Deutschlands turbulentem Jahr 1923 ging die Ermordung Walther Rathenaus im Juni 1922 voraus. Mark Jones nimmt Rathenaus Bedeutung und das Attentat zum Ausgangspunkt, um das Jahr 1923 in seinen Facetten wie unter einer Lupe zu beobachten. Jones bringt «Mikrogeschichte» mit den grossen Entwicklungen zusammen.
Geschichte ist bei näherem Hinschauen wesentlich komplizierter, als es zunächst scheint. Denn die Abfolge von Ereignissen auf einer Zeitskala ist nur die Oberfläche. Man kann diese Abfolgen lernen und damit Prüfungen bestehen oder gesprächsweise als historisch gebildet gelten. Aber damit ist noch gar nichts verstanden worden. Denn jedes Ereignis hat mehrere Ursachen und es bildet zusammen mit anderen Ereignissen ein Geflecht der Historie, das um so schwieriger zu durchdringen und zu interpretieren ist, je näher man ihm kommt.
Geschichtlicher Zufall
Alles könnte anders sein, wenn zum Beispiel banale Umstände anders gekommen wären. Der in Dublin lehrende Historiker Mark Jones stellt in seinem Vorwort und in seinem Schlusskapitel eine kurze, aber durchaus frappierende Überlegung an: Wer ist Erwin von Scheubner-Richter, und wer kennt ihn? Das war jener Mann, der sich im November 1923 während des Putsches in München beim Marsch auf die Feldherrenhalle bei Hitler untergehakt hatte. Von einer Polizeikugel tödlich getroffen, sackte er in sich zusammen, und Hitler renkte sich ein Schultergelenk aus. Wäre die Kugel etwas weiter rechts geflogen, wäre Hitler, so Mark Jones, heute gänzlich unbekannt. Der mehr oder weniger zufällige Flug einer Kugel war weltgeschichtlich bedeutsam.
++++++++
AUFGABE - Schreibe den Text über das Jahr 1923 im Anschluss an seinen letzten Satz weiter. Die Auflistung ist eigenständiges Material und gehört nicht zum Text über das Jahr 1923.

VORLIEGENDE DATEN -
++++++++
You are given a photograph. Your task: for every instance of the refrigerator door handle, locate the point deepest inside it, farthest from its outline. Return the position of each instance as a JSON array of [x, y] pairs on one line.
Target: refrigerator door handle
++++++++
LÖSUNG -
Spekulationen dieser Art sind schon mehrfach angestellt worden, aber Mark Jones überzeugt in seiner Darstellung des deutschen Jahres 1923 durch sein inneres Engagement und eine Fülle von Details. So beschreibt er, welche Papiere man bei dem ebenfalls während des Putsches zu Tode gekommenen Theodor von der Pfordten gefunden hat. So hat dieser, seines Zeichens «Oberstlandesgerichtsrat», ganz genau festgelegt, wann Nationalsozialisten, einmal an der Macht, Todesurteile verhängen und vollstrecken werden: «Der Entwurf enthielt Vorkehrungen für Massenhinrichtungen, Konzentrationslager und gegen Juden gerichtete Sondermassnahmen.» Für das gesamte «Reich» sollte der «Belagerungszustand» ausgerufen werden. Das liest sich so, als wäre die tatsächliche Schreckensherrschaft der Nationalsozialisten ab 1933 schon eine Abmilderung dieser wahnhaften Radikalität.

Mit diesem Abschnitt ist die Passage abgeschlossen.